▶ **Short exercise**
Pull out every line below that contains the string "suit" and copy each one.

▶ **Material shown**
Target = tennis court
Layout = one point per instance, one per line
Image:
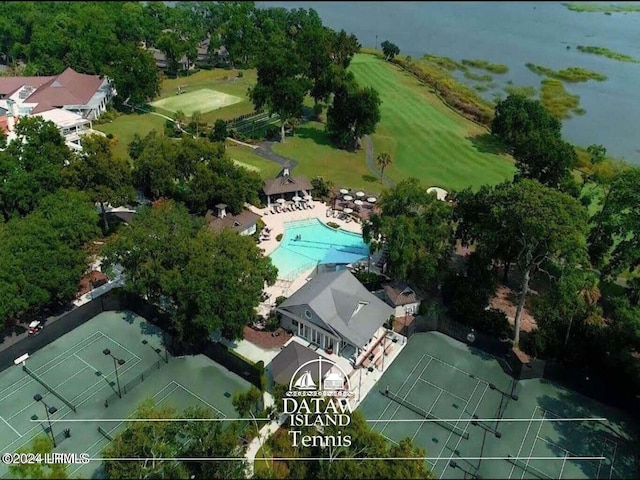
(76, 376)
(475, 422)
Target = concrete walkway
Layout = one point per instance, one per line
(265, 150)
(371, 162)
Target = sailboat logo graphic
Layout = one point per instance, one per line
(305, 382)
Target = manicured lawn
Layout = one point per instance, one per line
(316, 155)
(219, 79)
(425, 138)
(204, 100)
(125, 126)
(245, 157)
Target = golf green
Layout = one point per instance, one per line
(425, 138)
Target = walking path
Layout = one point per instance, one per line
(265, 150)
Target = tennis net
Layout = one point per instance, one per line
(51, 390)
(405, 403)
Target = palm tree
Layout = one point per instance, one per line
(196, 118)
(590, 294)
(383, 161)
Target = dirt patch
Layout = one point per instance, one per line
(400, 323)
(90, 281)
(266, 340)
(505, 300)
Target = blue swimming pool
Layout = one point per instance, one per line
(307, 243)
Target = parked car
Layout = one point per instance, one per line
(35, 327)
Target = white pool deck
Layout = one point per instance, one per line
(276, 222)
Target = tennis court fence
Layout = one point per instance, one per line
(414, 408)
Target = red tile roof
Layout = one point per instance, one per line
(9, 85)
(68, 88)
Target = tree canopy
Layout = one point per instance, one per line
(389, 50)
(207, 281)
(158, 440)
(355, 112)
(417, 229)
(518, 117)
(524, 222)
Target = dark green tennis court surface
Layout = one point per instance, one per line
(475, 422)
(83, 377)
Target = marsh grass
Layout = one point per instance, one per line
(596, 8)
(497, 68)
(477, 77)
(524, 90)
(571, 74)
(605, 52)
(558, 101)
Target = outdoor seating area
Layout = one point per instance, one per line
(352, 206)
(297, 203)
(265, 234)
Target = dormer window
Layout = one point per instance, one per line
(358, 308)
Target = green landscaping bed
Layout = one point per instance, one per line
(426, 138)
(124, 127)
(316, 155)
(244, 157)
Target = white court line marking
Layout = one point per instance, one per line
(564, 461)
(9, 425)
(465, 427)
(47, 393)
(39, 373)
(524, 438)
(406, 394)
(87, 363)
(428, 413)
(110, 432)
(201, 399)
(544, 414)
(120, 345)
(444, 390)
(69, 411)
(401, 387)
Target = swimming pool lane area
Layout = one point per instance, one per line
(307, 243)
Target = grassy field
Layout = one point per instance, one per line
(316, 155)
(244, 156)
(425, 138)
(125, 126)
(204, 100)
(219, 79)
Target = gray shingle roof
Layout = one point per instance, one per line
(343, 304)
(290, 358)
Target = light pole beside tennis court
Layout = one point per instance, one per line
(49, 409)
(116, 361)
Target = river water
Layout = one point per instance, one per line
(514, 33)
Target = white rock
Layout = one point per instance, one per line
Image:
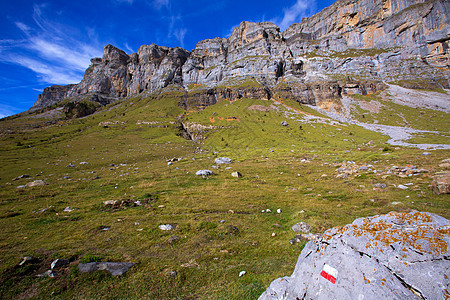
(165, 227)
(392, 256)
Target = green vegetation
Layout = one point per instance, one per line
(120, 153)
(390, 113)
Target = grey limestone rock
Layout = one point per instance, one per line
(392, 256)
(311, 62)
(301, 227)
(222, 160)
(203, 173)
(59, 263)
(115, 268)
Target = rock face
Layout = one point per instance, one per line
(353, 46)
(393, 256)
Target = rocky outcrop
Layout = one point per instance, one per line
(353, 46)
(393, 256)
(51, 95)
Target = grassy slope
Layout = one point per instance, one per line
(210, 254)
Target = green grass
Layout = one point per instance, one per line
(394, 114)
(127, 161)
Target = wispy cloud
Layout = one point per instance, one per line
(49, 49)
(295, 13)
(161, 3)
(179, 33)
(128, 48)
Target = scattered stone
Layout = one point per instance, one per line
(441, 183)
(27, 260)
(174, 239)
(165, 227)
(222, 160)
(115, 268)
(301, 227)
(380, 185)
(48, 273)
(236, 174)
(173, 274)
(35, 183)
(304, 236)
(59, 263)
(378, 257)
(203, 173)
(110, 202)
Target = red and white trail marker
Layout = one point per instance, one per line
(329, 273)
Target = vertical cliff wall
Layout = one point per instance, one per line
(351, 46)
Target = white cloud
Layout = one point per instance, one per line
(50, 50)
(50, 74)
(128, 48)
(179, 34)
(7, 110)
(161, 3)
(295, 13)
(25, 28)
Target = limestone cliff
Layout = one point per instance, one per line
(353, 46)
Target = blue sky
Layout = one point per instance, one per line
(51, 42)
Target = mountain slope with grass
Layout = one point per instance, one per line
(111, 178)
(323, 124)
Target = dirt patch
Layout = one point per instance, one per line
(372, 106)
(262, 108)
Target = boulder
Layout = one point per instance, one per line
(392, 256)
(203, 173)
(59, 263)
(222, 160)
(115, 268)
(35, 183)
(441, 183)
(236, 174)
(301, 227)
(165, 227)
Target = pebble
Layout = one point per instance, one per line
(165, 227)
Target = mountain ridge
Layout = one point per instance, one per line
(349, 47)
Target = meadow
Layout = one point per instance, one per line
(133, 152)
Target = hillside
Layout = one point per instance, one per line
(324, 123)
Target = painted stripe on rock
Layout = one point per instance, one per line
(329, 273)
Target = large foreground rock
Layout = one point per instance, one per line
(392, 256)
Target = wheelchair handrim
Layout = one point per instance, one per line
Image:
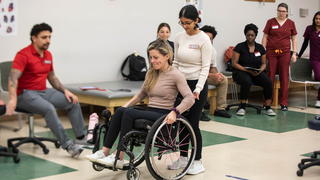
(184, 171)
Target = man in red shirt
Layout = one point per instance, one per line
(31, 67)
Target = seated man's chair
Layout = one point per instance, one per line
(301, 72)
(314, 160)
(3, 150)
(5, 70)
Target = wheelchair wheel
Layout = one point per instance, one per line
(163, 147)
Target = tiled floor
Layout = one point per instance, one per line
(254, 147)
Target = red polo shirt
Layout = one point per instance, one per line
(279, 36)
(34, 69)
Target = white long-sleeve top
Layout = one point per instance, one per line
(193, 57)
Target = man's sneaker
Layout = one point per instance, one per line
(180, 163)
(284, 108)
(109, 161)
(96, 156)
(74, 150)
(222, 113)
(204, 117)
(241, 112)
(270, 112)
(196, 168)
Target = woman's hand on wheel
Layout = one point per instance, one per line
(171, 117)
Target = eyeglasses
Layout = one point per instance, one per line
(185, 23)
(282, 11)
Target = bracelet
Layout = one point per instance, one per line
(176, 111)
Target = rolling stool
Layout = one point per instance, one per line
(3, 150)
(31, 138)
(314, 160)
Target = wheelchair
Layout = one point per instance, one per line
(156, 142)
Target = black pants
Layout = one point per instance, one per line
(193, 116)
(2, 109)
(246, 80)
(123, 119)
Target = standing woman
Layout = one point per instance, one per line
(278, 33)
(164, 32)
(312, 34)
(193, 52)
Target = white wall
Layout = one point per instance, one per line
(92, 38)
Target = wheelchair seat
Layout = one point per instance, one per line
(142, 124)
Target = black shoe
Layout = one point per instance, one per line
(204, 117)
(284, 108)
(222, 113)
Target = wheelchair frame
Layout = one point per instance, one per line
(149, 136)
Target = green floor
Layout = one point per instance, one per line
(29, 167)
(283, 122)
(33, 167)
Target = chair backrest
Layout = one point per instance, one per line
(301, 70)
(5, 68)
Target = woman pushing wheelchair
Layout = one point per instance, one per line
(162, 85)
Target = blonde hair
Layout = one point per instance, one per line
(152, 75)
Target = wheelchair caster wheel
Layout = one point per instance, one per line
(133, 174)
(57, 145)
(45, 151)
(299, 173)
(16, 159)
(97, 167)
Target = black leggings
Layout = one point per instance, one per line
(193, 116)
(246, 80)
(2, 109)
(123, 119)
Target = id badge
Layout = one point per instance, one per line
(47, 61)
(257, 54)
(194, 46)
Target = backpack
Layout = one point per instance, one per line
(137, 68)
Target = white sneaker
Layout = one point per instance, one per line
(109, 161)
(270, 112)
(95, 156)
(241, 112)
(196, 168)
(180, 163)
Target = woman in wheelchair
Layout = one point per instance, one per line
(162, 84)
(249, 63)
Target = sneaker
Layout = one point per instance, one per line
(284, 108)
(109, 161)
(204, 117)
(83, 142)
(270, 112)
(196, 168)
(180, 163)
(95, 156)
(241, 112)
(222, 113)
(74, 150)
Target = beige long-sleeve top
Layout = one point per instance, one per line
(166, 89)
(193, 57)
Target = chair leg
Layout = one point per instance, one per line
(31, 139)
(306, 95)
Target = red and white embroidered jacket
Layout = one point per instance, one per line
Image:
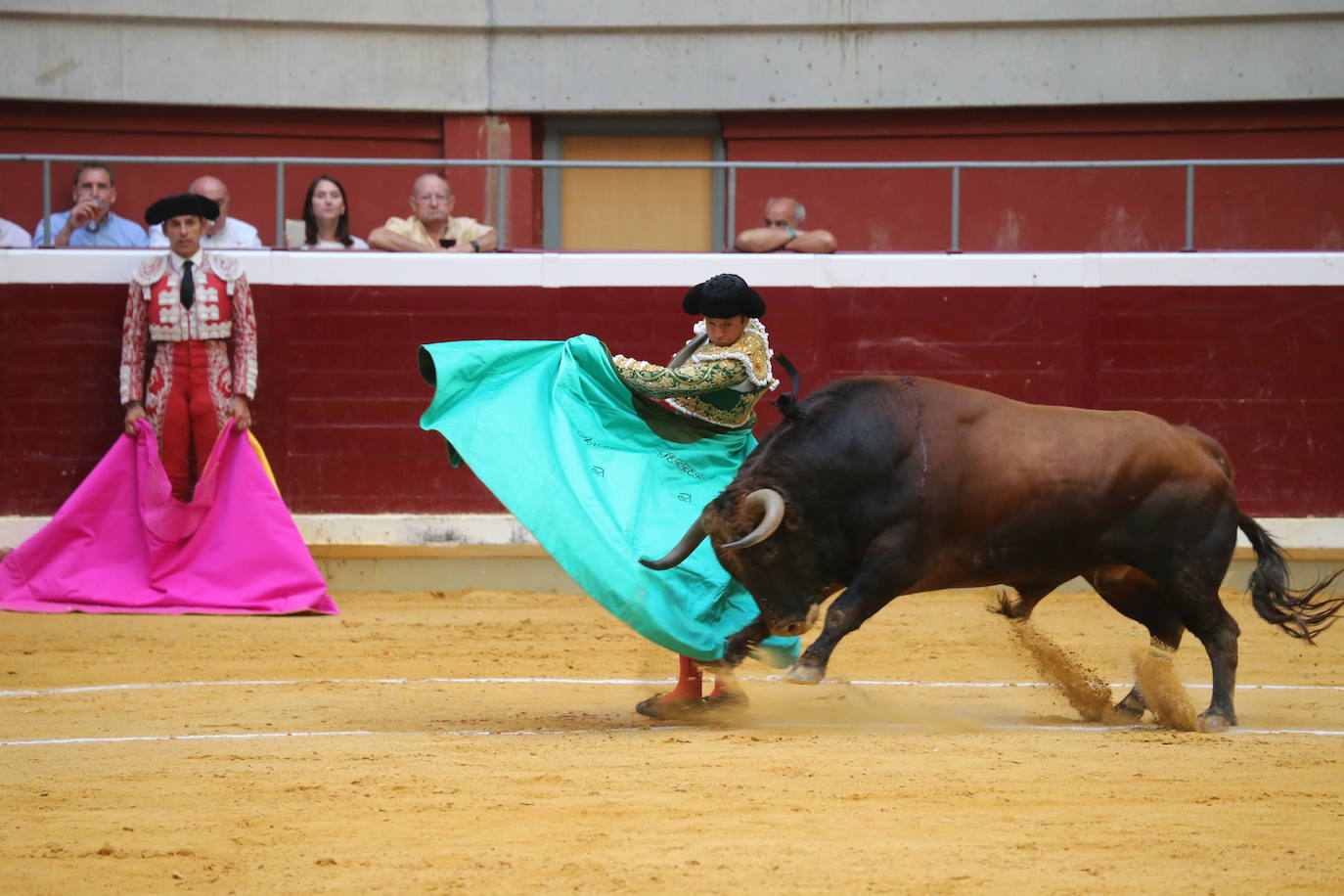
(222, 312)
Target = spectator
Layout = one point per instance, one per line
(13, 236)
(225, 233)
(194, 310)
(327, 216)
(783, 219)
(431, 227)
(90, 222)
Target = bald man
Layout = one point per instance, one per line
(225, 231)
(431, 227)
(784, 231)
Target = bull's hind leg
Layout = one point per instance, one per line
(1135, 596)
(1192, 593)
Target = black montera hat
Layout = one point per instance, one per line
(723, 295)
(182, 204)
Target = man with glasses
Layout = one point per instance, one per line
(431, 227)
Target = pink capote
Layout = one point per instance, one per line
(121, 543)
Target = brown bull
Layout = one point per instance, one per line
(888, 486)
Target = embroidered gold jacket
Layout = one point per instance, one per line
(715, 383)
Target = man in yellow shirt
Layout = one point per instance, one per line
(431, 227)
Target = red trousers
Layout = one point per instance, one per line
(190, 420)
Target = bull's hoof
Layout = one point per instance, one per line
(704, 709)
(801, 673)
(1210, 720)
(663, 709)
(1132, 707)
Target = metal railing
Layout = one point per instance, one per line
(503, 165)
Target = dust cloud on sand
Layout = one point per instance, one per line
(1154, 676)
(1163, 691)
(836, 702)
(1081, 687)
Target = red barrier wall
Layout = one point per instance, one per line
(338, 399)
(1100, 209)
(1258, 208)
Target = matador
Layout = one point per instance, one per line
(190, 324)
(718, 378)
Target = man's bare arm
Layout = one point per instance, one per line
(390, 242)
(813, 241)
(762, 240)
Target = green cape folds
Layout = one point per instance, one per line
(601, 478)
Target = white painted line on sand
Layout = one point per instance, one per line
(148, 686)
(861, 727)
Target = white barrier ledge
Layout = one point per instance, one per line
(862, 270)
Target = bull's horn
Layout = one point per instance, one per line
(772, 503)
(683, 548)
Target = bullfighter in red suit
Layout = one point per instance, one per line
(195, 310)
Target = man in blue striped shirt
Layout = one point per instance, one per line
(90, 222)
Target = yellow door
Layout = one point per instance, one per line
(637, 208)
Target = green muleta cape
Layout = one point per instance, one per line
(601, 477)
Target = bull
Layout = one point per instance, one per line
(899, 485)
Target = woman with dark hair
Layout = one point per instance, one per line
(327, 216)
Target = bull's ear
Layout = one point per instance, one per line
(772, 507)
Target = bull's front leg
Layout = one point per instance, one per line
(737, 648)
(847, 612)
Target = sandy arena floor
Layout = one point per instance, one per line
(485, 741)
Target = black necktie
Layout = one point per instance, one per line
(189, 285)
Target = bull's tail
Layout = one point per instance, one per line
(1297, 612)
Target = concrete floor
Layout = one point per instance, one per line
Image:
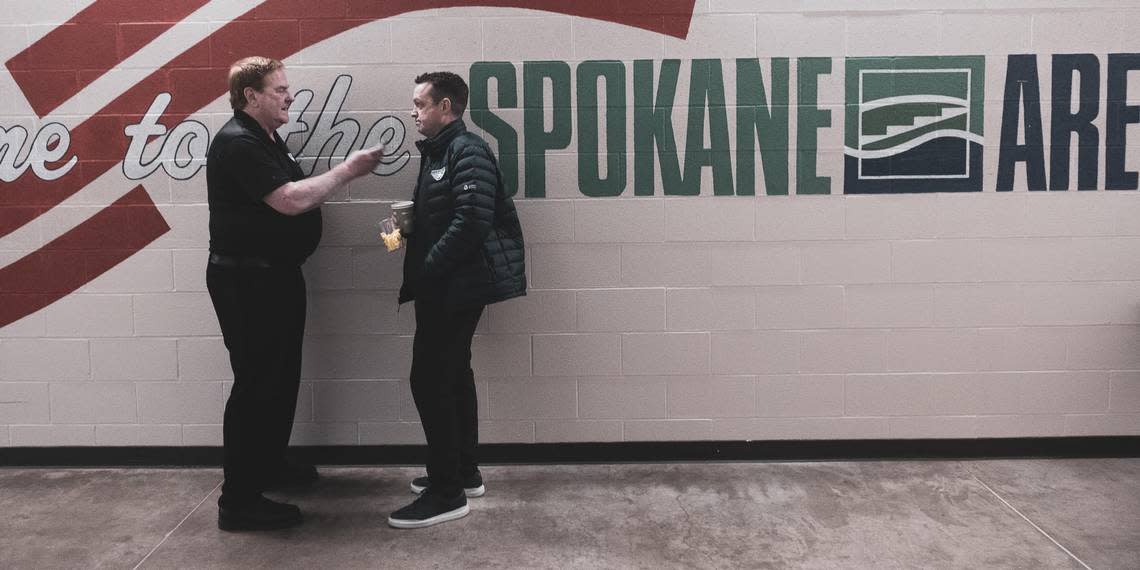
(1079, 513)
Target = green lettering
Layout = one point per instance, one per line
(706, 92)
(538, 139)
(756, 119)
(653, 127)
(589, 178)
(809, 120)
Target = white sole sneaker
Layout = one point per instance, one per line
(472, 493)
(450, 515)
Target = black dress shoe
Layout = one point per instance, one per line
(258, 514)
(293, 475)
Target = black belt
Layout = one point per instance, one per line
(243, 261)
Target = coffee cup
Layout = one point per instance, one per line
(404, 214)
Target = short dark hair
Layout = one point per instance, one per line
(447, 86)
(249, 72)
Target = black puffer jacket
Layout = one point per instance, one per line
(466, 246)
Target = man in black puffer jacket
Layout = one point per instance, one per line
(465, 252)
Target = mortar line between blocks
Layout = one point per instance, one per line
(1011, 507)
(178, 526)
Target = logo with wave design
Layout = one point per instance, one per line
(914, 124)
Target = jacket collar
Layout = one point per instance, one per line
(252, 124)
(442, 138)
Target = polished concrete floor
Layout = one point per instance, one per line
(1033, 514)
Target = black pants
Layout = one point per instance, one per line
(444, 389)
(261, 312)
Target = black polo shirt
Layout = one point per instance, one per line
(243, 167)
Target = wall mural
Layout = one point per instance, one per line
(911, 124)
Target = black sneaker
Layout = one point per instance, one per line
(430, 509)
(258, 514)
(293, 475)
(472, 485)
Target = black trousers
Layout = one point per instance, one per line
(444, 389)
(261, 312)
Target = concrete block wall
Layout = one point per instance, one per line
(658, 317)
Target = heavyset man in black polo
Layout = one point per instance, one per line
(466, 252)
(265, 220)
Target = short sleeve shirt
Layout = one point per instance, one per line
(243, 167)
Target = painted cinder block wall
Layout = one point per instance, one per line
(820, 314)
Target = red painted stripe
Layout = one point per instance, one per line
(92, 42)
(80, 255)
(274, 29)
(99, 140)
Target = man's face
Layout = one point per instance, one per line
(270, 104)
(430, 115)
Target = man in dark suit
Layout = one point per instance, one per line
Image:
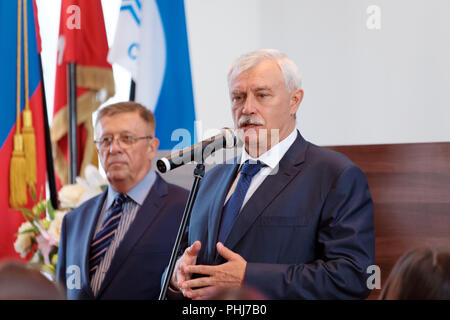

▶ **Solution to this task**
Target = bullfighter in red suit
Target = man in dark suit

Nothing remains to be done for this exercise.